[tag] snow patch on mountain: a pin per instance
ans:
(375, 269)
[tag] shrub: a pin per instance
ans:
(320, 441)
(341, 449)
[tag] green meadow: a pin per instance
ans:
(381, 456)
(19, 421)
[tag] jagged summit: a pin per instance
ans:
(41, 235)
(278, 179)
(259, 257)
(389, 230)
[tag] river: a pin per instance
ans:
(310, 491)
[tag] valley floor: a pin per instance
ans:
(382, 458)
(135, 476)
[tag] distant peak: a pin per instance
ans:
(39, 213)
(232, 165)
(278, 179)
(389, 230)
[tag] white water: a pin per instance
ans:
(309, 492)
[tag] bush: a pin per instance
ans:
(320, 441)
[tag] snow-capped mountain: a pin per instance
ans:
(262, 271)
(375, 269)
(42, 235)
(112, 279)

____

[What you need to do]
Could you retype all of the records above exactly as they appear?

[Task answer]
[tag] snow patch on mountain: a pin per instance
ans:
(375, 269)
[tag] shrub: a pin per instance
ans:
(320, 441)
(341, 449)
[tag] green meadow: a pin per instance
ans:
(381, 456)
(19, 421)
[tag] jagged summit: a pin per instance
ans:
(41, 235)
(278, 179)
(259, 257)
(389, 230)
[tag] river: a pin per instance
ans:
(310, 491)
[tag] valley floor: a pin per instance
ans:
(382, 458)
(135, 476)
[tag] distant peak: a pin per instance
ans:
(39, 213)
(232, 165)
(278, 179)
(389, 230)
[tag] white water: a pin per instance
ans:
(309, 492)
[tag] bush: a pin per instance
ans:
(320, 441)
[tag] snow-capped mountain: a pin per instance
ans:
(262, 271)
(375, 269)
(42, 235)
(112, 279)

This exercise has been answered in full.